Excerpt:
○ ○ ○ ○ ○ ○ ○

But Garcia, a legal resident of the United States since 1965, was stunned to learn just how slowly the wheels of immigration turn. It would take six or seven years to get a visa for his wife, he was told, and during that time she would not be permitted to visit him in the United States.

So Garcia (not his real name) did the only thing he felt he could do under the circumstances: he brought his wife across the border illegally.

Garcia and his wife are but two of tens of thousands of people who have had to come to terms with restrictive American immigration quotas that, while ostensibly designed to unify families, have kept them apart or forced them to break the law to be together.

Today, Garcia and his wife live with their 8-month-old son -- a U.S. citizen by virtue of being born here -- in a recently purchased suburban Maryland home filled with new furniture, a large stereo and pictures of their wedding. But the tranquil scene is deceptive, for Garcia is convinced that his wife will be discovered one day and deported.

"I knew there would be a problem," he said recently as he changed the oil on one of his two cars. "But we have had to learn to live with a bigger problem."

Demand for the 290,000 immigrant visas issued annually worldwide by the United States has gotten so high that this month, for the first time in memory, all spouses, sons and daughters of legal foreign residents here -- who are supposedly in a highly "preferred" category for admittance -- face a delay ranging from five months for European applicants to eight years for Mexicans, according to State Department documents.

○ ○ ○ ○ ○ ○ ○

Data entries:
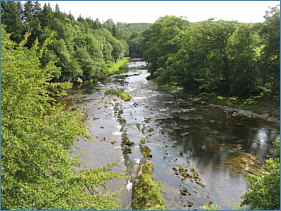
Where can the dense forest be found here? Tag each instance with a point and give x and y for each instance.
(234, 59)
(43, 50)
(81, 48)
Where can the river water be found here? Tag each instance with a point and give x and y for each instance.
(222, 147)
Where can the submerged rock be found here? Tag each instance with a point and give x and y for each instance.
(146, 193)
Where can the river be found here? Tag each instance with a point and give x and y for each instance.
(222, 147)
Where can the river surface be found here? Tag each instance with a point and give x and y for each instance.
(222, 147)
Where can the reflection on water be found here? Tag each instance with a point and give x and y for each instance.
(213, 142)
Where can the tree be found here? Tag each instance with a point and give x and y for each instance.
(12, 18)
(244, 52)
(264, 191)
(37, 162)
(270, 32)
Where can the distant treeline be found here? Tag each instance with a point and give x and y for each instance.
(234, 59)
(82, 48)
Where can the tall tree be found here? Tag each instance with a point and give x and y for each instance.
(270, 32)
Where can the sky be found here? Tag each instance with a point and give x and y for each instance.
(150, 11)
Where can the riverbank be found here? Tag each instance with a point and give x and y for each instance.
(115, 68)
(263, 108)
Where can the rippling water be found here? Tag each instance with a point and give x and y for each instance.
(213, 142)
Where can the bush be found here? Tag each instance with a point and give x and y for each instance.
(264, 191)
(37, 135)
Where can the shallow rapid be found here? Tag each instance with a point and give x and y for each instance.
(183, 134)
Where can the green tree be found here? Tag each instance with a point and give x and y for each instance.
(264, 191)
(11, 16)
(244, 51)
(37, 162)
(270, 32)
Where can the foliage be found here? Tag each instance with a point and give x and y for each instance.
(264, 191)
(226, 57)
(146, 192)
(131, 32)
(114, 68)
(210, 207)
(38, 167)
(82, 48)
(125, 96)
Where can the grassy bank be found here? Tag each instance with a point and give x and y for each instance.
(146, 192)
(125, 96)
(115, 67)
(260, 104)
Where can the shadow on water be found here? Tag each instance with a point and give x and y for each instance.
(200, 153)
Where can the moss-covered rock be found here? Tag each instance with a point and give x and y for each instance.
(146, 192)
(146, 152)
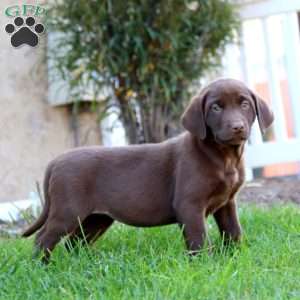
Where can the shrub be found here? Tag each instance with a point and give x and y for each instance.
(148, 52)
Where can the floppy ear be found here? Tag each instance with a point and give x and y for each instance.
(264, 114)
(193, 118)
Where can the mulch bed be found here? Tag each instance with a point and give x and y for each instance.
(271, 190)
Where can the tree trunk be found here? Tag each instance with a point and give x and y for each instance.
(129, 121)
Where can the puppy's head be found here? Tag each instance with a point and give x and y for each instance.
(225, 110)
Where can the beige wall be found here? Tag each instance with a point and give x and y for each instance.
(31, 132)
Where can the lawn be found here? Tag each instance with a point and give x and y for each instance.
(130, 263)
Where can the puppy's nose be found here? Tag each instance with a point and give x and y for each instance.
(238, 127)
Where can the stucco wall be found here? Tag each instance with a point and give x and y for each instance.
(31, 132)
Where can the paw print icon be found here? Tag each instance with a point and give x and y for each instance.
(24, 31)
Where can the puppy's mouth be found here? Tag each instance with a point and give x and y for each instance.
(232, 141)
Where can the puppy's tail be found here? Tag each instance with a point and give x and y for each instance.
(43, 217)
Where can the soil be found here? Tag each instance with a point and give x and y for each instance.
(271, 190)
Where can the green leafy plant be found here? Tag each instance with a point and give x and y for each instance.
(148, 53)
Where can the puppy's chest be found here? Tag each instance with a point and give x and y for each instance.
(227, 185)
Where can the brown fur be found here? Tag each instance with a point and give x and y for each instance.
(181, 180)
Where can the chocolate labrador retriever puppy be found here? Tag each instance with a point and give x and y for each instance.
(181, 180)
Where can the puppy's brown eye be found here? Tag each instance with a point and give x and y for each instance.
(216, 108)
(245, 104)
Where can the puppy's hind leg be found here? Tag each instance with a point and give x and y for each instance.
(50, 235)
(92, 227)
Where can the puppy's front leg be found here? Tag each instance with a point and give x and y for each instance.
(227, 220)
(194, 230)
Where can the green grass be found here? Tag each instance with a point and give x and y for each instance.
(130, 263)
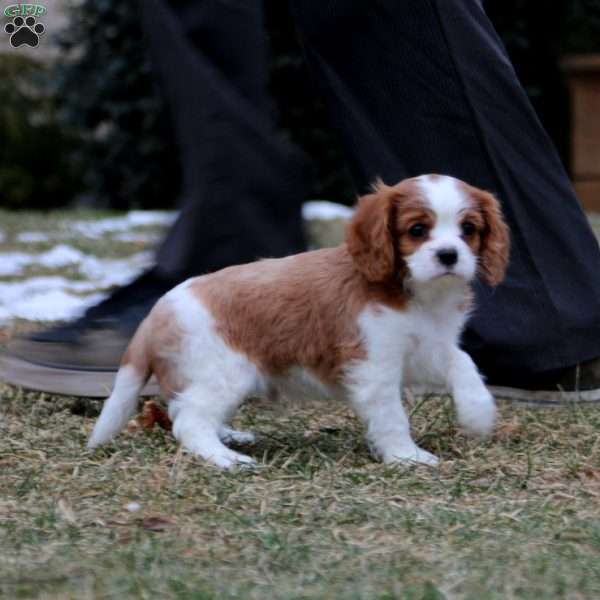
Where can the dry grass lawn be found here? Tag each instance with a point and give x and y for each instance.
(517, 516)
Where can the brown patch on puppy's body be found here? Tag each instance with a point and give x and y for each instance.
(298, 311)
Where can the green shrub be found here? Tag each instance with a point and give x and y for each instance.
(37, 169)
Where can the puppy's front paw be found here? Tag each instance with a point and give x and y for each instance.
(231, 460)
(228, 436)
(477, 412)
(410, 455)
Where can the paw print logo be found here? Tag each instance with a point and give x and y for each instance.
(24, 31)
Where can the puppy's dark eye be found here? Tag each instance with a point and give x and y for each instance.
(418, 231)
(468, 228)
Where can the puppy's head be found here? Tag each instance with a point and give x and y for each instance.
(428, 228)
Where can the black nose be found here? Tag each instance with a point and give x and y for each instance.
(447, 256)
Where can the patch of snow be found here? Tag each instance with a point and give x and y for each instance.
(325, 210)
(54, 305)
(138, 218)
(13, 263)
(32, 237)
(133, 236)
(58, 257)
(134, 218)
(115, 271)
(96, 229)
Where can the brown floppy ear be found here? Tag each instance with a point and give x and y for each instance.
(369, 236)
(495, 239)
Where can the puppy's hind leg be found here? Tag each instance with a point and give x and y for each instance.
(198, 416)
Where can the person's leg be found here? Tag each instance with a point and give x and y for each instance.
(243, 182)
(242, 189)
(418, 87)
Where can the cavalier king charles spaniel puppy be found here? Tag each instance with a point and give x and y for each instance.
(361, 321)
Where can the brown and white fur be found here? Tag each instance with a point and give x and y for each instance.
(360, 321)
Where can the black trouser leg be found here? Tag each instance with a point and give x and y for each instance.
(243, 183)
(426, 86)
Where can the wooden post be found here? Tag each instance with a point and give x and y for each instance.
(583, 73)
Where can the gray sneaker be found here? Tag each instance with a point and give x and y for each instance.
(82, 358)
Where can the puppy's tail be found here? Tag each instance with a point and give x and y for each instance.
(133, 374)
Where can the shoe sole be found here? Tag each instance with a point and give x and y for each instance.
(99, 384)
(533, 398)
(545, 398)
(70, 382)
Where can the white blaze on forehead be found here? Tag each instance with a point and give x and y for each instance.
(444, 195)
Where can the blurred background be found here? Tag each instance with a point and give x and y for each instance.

○ ○ ○ ○ ○ ○ ○

Please reproduce word for word the part of the immigration article above starting with "But Garcia, a" and going on through "to be together.".

Output below:
But Garcia, a legal resident of the United States since 1965, was stunned to learn just how slowly the wheels of immigration turn. It would take six or seven years to get a visa for his wife, he was told, and during that time she would not be permitted to visit him in the United States.

So Garcia (not his real name) did the only thing he felt he could do under the circumstances: he brought his wife across the border illegally.

Garcia and his wife are but two of tens of thousands of people who have had to come to terms with restrictive American immigration quotas that, while ostensibly designed to unify families, have kept them apart or forced them to break the law to be together.